• **Records supplied**
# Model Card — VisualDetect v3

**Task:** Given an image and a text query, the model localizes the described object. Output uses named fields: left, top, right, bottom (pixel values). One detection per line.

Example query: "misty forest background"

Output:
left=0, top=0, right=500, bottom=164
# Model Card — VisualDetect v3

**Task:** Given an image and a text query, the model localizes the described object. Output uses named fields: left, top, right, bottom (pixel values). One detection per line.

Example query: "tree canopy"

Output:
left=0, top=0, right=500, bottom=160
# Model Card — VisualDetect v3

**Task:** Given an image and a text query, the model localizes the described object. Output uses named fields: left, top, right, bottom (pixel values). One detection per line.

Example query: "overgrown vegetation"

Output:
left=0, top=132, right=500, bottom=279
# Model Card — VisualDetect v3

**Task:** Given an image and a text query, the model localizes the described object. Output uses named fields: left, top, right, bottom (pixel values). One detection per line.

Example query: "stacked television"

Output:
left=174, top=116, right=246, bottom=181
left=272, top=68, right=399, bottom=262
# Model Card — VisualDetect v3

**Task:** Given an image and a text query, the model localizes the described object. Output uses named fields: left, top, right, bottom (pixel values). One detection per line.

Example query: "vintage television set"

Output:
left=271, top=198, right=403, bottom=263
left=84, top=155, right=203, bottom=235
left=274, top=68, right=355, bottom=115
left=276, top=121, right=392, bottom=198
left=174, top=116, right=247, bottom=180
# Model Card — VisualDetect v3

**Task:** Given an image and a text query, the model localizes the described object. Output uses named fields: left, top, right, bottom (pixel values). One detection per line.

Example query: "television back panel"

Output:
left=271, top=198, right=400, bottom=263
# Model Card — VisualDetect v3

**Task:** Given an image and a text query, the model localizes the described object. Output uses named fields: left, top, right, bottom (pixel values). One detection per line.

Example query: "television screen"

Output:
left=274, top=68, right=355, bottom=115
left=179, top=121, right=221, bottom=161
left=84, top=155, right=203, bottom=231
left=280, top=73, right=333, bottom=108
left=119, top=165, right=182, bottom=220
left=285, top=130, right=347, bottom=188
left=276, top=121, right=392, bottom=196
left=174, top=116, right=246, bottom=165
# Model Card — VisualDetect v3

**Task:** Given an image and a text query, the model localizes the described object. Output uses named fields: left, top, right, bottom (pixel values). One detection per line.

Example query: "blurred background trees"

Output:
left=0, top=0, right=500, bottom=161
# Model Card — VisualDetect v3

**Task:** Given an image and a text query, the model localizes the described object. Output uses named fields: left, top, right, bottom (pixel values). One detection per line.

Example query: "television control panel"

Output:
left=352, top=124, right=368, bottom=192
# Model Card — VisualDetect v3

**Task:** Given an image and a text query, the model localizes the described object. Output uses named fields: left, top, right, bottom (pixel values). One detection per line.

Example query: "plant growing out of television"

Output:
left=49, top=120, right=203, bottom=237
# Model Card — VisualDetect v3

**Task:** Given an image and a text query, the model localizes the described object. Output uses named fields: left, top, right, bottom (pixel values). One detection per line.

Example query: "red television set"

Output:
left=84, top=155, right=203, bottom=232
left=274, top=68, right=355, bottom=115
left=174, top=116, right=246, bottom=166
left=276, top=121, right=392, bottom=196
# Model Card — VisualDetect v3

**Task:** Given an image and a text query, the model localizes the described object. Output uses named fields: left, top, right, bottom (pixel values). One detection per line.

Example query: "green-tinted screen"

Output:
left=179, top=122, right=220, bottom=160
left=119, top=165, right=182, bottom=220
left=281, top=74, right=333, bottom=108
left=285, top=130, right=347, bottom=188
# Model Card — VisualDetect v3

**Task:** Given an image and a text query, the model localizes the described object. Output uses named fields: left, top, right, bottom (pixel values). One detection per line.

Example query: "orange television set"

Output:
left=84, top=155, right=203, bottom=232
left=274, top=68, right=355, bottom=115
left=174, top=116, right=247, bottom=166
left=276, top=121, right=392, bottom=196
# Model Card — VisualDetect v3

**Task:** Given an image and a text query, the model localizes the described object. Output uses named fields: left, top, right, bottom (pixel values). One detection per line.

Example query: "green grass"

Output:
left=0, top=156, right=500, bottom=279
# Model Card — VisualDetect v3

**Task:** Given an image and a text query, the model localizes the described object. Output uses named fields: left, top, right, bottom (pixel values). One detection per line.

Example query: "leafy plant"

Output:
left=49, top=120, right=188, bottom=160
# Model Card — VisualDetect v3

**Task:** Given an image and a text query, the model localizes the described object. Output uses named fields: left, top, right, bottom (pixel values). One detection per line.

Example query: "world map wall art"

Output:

• **Task requirements**
Copy the lines from the start through the line containing "left=272, top=68, right=399, bottom=262", substituting "Sample query" for every "Example query" and leaving all else unchanged.

• **The reply**
# Model Card — VisualDetect v3

**Task:** Given an image and a text query, the model localizes the described object. Output uses named fields: left, top, right, bottom (pixel values). One detection per line.

Sample query: "misty forest background"

Output:
left=0, top=0, right=500, bottom=164
# Model Card — VisualDetect v3

**Task:** Given an image and a text query, the model localizes the described object. Output uses named fields: left, top, right, bottom (pixel values). One detection per line.

Sample query: "tree canopy"

Output:
left=0, top=0, right=500, bottom=160
# Model Card — VisualDetect v3

**Task:** Given an image and a text query, the model localizes the described object. Output uses named fields: left, top, right, bottom (pixel values). One detection per line.

Sample query: "overgrown vegetation"

Output:
left=0, top=132, right=500, bottom=279
# Model Card — VisualDetect v3

**Task:** Given an image and a text query, the model localizes the described object. Output uses named fields: left, top, right, bottom (pixel values). One detection per line.

Sample query: "stacked television"

Output:
left=174, top=116, right=246, bottom=181
left=272, top=68, right=399, bottom=262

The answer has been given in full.